▸ **Location identification items**
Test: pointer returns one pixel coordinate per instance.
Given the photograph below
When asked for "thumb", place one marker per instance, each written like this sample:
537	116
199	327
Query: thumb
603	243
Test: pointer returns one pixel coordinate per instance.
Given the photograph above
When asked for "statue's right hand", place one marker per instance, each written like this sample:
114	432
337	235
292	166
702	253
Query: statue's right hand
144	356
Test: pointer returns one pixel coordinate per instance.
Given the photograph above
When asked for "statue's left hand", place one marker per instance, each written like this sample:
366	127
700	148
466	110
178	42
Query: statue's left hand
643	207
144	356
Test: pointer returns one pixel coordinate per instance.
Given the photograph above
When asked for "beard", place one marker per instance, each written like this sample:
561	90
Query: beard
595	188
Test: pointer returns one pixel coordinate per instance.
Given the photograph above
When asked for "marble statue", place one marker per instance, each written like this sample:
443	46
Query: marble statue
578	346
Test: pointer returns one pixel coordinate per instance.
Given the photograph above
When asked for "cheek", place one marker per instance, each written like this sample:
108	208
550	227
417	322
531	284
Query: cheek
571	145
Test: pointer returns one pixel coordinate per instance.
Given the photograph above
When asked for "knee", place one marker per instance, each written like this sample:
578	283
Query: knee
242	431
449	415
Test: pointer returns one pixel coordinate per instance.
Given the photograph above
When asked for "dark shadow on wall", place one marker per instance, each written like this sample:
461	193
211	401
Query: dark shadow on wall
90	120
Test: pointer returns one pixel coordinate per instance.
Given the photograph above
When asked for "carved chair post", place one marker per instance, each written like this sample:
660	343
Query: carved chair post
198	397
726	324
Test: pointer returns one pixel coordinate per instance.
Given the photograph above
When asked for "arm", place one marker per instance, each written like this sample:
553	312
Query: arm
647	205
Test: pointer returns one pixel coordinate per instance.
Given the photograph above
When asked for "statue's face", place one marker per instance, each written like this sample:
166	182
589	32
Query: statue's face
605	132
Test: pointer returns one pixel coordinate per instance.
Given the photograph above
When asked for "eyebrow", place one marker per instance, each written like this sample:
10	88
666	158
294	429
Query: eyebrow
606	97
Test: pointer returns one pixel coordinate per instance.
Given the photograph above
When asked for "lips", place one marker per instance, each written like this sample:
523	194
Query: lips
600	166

▸ **WHAT THE TASK REQUIRES**
In this exercise, repeat all entries exactly.

▸ **SOLUTION TO THIS TASK**
Test: pointer returns one pixel coordinate per instance.
Given the photograph below
When asked for "thumb", place one marker per instance, each written like this sample:
537	116
199	327
Query: thumb
603	243
Test: pointer returns one pixel coordinate per instance.
Given the photograph above
When asked for "statue's right hand", place one marker per instance, each written like this sample:
114	432
337	235
292	166
702	253
Query: statue's right hand
144	356
Test: pointer returns one pixel coordinate per instance.
Given the photograph above
When asked for "statue's left hand", place one marker per instance, each written like this sample:
366	127
700	148
466	110
178	42
Query: statue's left hand
643	207
144	356
Test: pointer returns one pixel coordinate per instance.
Given the photograph above
When asked for "beard", place one marker per instance, each written like this sample:
561	90
Query: beard
595	188
Test: pointer returns one pixel coordinate per instance.
Given the photograph above
When asked for "marble statue", place one marker per instance, each written like this sample:
443	46
Query: marble statue
578	346
Test: pointer returns one pixel coordinate per instance.
Given the photograph above
When asked for "cheek", place one marker per instance, each written like this sample:
108	208
550	227
417	322
531	284
Query: cheek
571	145
Test: pointer returns one pixel coordinate per instance.
Given the photograph above
When asked for "knee", place one marker per instance, each written like this sample:
578	283
Query: knee
242	431
449	415
Test: pointer returns one pixel coordinate per instance.
Given the photograph above
When asked for "dark shadow on wall", place one marker per instance, each written like this sample:
461	193
211	401
Query: dark shadow on wall
90	120
Test: pointer returns one pixel coordinate per instance.
Given the photograph above
When asked for "carved chair post", place one marker per instance, each written like this sample:
660	343
Query: carved chair post
198	397
726	324
Test: pointer returns one pixel coordinate per instance.
Given the photograph above
When asked for "arm", place one marker per instance, each written like this sample:
553	312
Query: arm
647	205
Test: pointer returns one pixel coordinate per instance.
Given the photograph above
When asked for "statue's face", place one marker per instance, each written like this sample:
166	182
589	32
Query: statue's face
605	132
Test: pointer returns one pixel coordinate per instance.
Given the photograph above
When asked for "eyebrow", place one marker per instance, each written like this sample:
10	88
666	158
294	429
Query: eyebrow
606	97
Test: pointer returns one pixel coordinate per instance.
Given the photograph above
When asked for "lips", place one marker per instance, each written like this sample:
523	194
Query: lips
600	166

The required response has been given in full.